• _TEXT EXCERPT_:
◆ ◆ ◆ ◆

The cause of the issue was ironically determined to be the additional flow analysis we implemented after the last network incident we had in Finland. This additional flow analysis was implemented as until now we only had flow exports from our routers sitting behind our edge routers. In the last incident, once the edge routers were overwhelmed by the attack we saw at that time, they stopped passing flows to our switches and thus left us "blind" with regards to seeing what traffic was directed at our network. For this reason we implemented flow exporting from our edge routers but from what we can tell - likely due to a software bug in the Juniper JunOS - this flow exporting caused physical ports which were part of portchannels to "flap" by entering and leaving the portchannels as they stopped sending/receiving LACP packets.
Put in other terms: The simple logging mechanisms of the Juniper routers started malfunctioning in such a way that it affected connectivity to the equipment sitting behind our routers, causing packet loss.
The reason for the slow reaction time on our side was firstly that this happened during the night shift, but primarily due to the nature of the problem: We were not without connectivity, it was just severly degraded. This caused our secondary alerting mechanism not to escalate the alerts to a crit state (which would have resulted in numerous alarms and people being woken up). The primary monitoring directly on our equipment caught the issue immediately, but those monitors are not connected to the physical alerting mechanisms that we have.

◆ ◆ ◆ ◆

(Location annotation dataset excerpts)
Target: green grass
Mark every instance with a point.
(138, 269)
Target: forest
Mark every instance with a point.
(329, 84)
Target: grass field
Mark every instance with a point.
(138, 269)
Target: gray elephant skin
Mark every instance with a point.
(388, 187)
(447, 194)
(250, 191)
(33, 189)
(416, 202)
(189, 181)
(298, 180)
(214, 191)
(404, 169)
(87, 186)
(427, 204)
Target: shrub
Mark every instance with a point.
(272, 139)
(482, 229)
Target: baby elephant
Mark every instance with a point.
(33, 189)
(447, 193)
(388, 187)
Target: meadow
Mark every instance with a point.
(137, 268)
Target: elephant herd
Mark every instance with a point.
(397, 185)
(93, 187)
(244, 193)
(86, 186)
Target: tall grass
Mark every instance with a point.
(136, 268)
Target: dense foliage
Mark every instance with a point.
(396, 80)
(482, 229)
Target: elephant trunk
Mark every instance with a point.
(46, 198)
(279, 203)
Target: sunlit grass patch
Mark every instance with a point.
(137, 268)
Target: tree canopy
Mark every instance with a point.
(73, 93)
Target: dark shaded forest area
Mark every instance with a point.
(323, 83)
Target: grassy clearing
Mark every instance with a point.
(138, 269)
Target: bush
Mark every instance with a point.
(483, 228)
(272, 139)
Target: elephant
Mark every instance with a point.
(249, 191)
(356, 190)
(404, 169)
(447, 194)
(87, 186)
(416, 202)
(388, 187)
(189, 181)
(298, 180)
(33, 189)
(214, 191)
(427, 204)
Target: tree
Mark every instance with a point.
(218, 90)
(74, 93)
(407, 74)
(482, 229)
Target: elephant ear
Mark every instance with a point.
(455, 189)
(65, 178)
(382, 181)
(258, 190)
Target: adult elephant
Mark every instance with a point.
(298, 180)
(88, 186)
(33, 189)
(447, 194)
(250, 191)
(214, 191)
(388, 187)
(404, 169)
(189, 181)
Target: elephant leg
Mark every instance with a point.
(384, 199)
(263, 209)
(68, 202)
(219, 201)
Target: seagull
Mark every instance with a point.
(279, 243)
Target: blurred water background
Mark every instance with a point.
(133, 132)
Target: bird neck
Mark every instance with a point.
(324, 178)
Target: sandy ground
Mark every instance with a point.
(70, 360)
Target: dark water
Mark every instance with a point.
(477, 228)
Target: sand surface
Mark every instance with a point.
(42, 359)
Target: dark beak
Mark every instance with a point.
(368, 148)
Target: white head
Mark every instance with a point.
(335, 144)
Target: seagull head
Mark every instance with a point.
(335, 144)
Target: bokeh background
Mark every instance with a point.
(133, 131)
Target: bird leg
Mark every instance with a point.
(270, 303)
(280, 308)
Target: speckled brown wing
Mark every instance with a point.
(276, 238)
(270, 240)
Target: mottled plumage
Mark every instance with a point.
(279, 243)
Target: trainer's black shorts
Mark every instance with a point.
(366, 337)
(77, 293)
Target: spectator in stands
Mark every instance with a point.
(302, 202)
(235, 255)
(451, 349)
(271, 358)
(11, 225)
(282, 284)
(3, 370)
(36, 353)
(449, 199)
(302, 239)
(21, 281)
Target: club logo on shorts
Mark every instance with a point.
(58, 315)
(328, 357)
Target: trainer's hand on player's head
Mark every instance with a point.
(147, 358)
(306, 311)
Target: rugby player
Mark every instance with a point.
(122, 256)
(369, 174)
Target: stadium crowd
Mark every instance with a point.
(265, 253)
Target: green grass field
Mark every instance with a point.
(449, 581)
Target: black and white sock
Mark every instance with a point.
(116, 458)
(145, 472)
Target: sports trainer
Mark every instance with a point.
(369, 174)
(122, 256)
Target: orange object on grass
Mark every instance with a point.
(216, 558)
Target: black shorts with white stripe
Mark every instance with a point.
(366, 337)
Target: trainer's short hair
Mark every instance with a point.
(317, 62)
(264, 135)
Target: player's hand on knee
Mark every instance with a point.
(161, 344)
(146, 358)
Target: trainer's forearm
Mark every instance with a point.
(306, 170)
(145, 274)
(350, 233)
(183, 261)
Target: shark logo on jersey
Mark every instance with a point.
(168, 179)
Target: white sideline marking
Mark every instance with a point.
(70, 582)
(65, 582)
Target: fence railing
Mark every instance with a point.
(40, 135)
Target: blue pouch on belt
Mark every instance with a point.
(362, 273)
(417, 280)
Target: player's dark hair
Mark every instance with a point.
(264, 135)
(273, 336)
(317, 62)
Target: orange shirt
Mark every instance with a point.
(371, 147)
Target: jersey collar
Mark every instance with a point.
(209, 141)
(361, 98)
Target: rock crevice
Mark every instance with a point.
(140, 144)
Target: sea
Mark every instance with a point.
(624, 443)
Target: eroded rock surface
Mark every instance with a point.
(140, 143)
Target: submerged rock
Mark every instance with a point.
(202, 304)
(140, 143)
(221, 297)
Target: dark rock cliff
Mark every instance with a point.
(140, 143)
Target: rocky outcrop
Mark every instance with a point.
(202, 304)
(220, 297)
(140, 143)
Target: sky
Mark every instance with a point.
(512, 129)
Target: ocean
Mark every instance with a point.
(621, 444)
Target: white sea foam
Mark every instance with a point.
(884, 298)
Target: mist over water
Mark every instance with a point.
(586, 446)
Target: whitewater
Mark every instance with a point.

◆ ◆ ◆ ◆

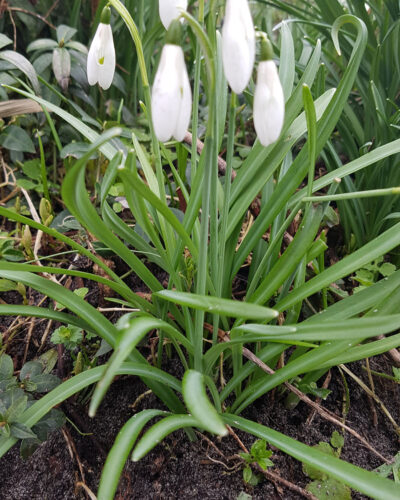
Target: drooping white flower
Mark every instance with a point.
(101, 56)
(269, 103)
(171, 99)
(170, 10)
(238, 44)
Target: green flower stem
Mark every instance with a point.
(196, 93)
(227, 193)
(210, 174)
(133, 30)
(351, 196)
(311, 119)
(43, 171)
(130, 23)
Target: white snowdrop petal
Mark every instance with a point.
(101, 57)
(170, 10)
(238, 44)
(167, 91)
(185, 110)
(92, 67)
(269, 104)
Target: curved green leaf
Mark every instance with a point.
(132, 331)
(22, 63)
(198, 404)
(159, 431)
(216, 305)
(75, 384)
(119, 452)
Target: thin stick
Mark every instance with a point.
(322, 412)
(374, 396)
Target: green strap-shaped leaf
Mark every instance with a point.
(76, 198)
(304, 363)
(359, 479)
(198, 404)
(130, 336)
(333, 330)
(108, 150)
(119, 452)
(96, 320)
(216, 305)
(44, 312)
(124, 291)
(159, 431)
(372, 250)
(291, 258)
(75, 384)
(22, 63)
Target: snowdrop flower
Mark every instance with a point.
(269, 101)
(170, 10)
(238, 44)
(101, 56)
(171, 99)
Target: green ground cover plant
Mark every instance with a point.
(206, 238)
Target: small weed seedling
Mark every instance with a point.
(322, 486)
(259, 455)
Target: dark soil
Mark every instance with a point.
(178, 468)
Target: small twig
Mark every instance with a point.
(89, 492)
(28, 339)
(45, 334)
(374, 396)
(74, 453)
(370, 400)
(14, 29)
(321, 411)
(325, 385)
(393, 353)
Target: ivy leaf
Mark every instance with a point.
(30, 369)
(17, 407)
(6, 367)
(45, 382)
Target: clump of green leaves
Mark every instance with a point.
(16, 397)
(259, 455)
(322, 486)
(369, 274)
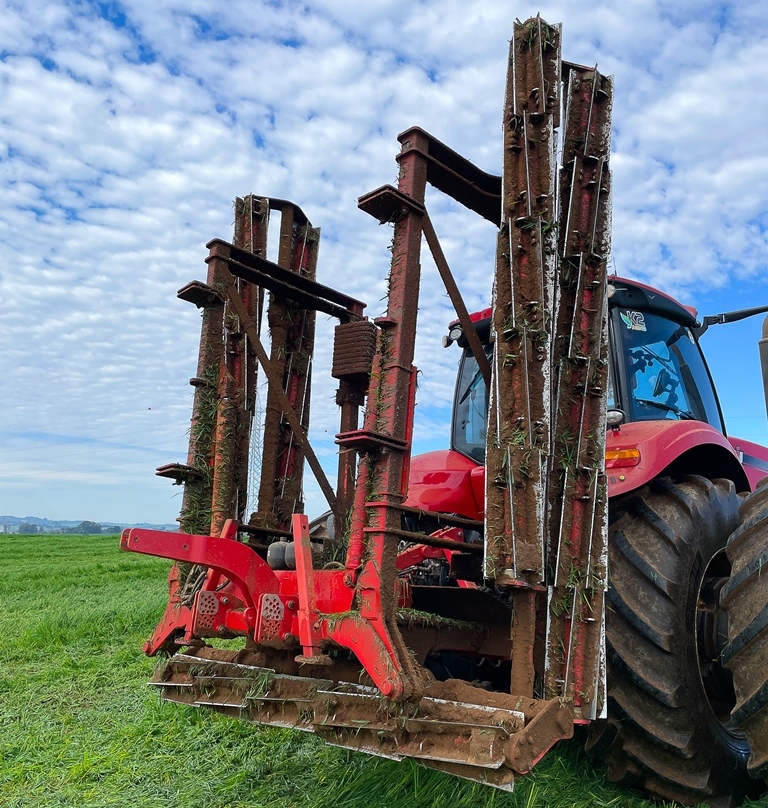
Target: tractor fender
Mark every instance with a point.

◆ ◆ ◆ ◆

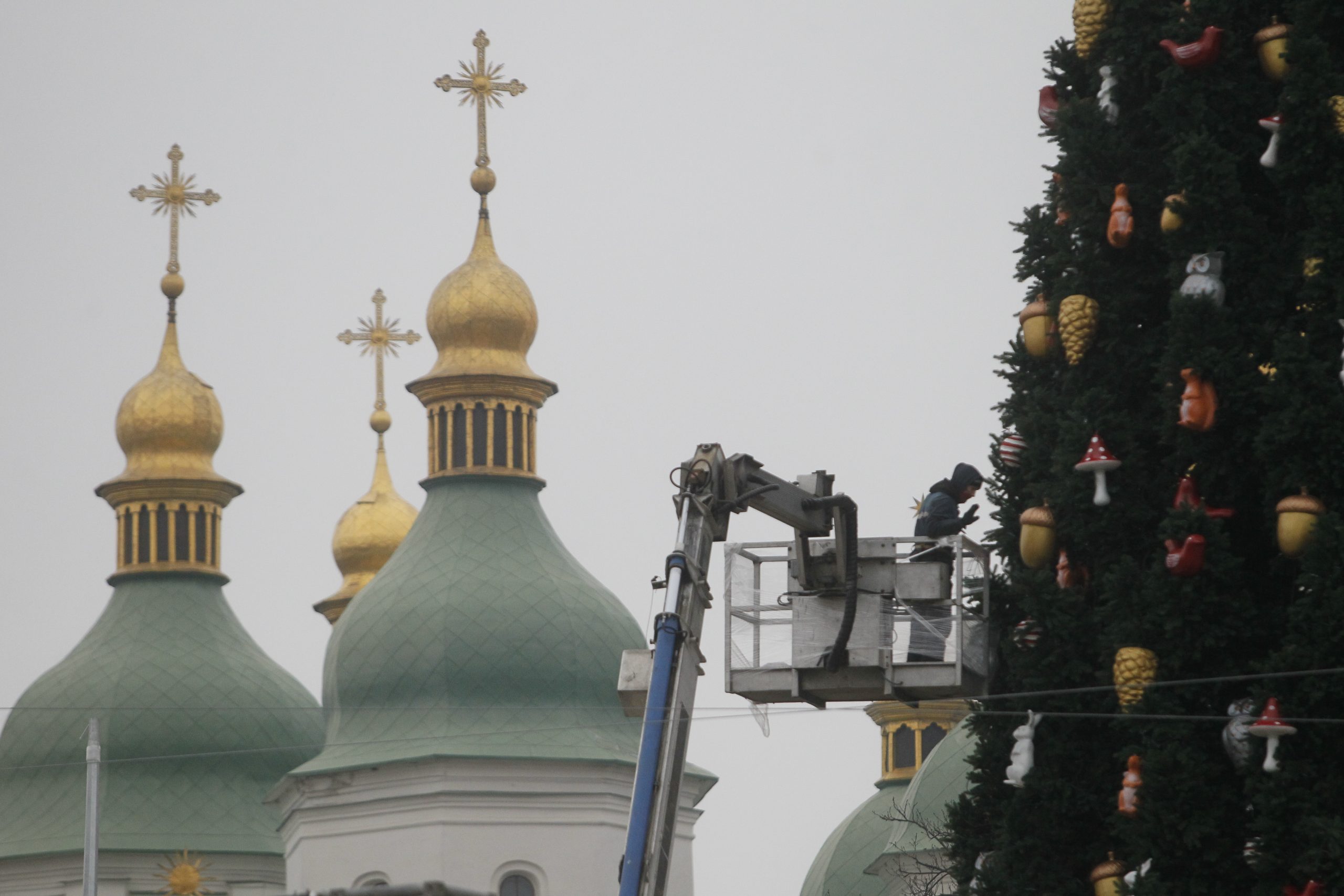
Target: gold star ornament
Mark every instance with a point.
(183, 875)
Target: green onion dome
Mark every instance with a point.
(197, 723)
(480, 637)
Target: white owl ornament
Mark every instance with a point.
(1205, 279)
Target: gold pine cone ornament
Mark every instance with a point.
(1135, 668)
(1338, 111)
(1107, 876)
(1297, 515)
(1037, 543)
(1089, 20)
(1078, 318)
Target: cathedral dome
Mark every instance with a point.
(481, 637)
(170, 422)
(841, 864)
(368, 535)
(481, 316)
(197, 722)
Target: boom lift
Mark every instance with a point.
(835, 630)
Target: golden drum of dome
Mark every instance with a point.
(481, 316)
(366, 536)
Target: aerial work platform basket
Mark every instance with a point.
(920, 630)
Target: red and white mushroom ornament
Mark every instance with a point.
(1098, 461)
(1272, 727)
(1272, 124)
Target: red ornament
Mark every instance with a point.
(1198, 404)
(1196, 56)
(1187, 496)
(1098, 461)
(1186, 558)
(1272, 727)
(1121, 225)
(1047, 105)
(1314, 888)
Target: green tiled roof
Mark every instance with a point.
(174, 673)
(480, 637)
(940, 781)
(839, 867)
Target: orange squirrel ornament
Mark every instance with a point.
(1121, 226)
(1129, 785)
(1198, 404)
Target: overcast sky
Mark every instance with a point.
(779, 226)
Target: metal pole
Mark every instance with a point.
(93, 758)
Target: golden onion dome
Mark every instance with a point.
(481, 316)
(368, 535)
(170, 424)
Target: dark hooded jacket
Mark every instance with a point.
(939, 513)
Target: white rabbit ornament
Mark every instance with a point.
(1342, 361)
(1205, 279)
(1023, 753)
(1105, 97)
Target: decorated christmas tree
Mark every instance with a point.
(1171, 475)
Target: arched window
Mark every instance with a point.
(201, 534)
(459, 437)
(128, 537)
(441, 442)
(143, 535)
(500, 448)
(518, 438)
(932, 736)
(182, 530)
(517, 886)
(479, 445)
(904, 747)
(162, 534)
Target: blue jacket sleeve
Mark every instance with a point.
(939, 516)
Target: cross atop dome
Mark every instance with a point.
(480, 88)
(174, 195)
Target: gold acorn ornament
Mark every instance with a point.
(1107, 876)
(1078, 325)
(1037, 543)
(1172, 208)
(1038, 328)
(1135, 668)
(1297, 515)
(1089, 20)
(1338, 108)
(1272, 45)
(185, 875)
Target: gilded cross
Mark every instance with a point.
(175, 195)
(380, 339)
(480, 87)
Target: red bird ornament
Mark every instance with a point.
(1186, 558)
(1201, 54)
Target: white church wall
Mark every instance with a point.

◆ ◆ ◆ ◆

• _EXERCISE TASKS_:
1. In the network incident text, why did the secondary alerting mechanism not escalate the alerts to a crit state?
2. Please extend the network incident text, picking up after its final sentence.

• _PER-TASK OUTPUTS_:
1. Connectivity was not lost, only severely degraded.

2.
The task for us today is twofold: 1. Make sure that when the network is degraded like we saw today, there WILL be alarms triggered which will wake up our network team. 2. We will need to look into how we can export flows at our edge so we have the visibility we need in case of future attacks on our infrastructure, without relying on the apparently buggy implementation in our Juniper routers.
We apologize profusely for the disruption and we should have done better in this case. This was Murphys law hitting us hard and we had not expected our routers to crap their pants on something as simple as flow exports to our logging facilities.
For a bit more than an hour now we have been up and operational. We will publish a post-mortem of this incident here shortly.
The network team reports that the issue seems to be a problem with interconnectivity between router and switches in the DC. Without getting too technical ports are apparently "flapping" up and down and causing the disruption we are seeing. We will update once we know more.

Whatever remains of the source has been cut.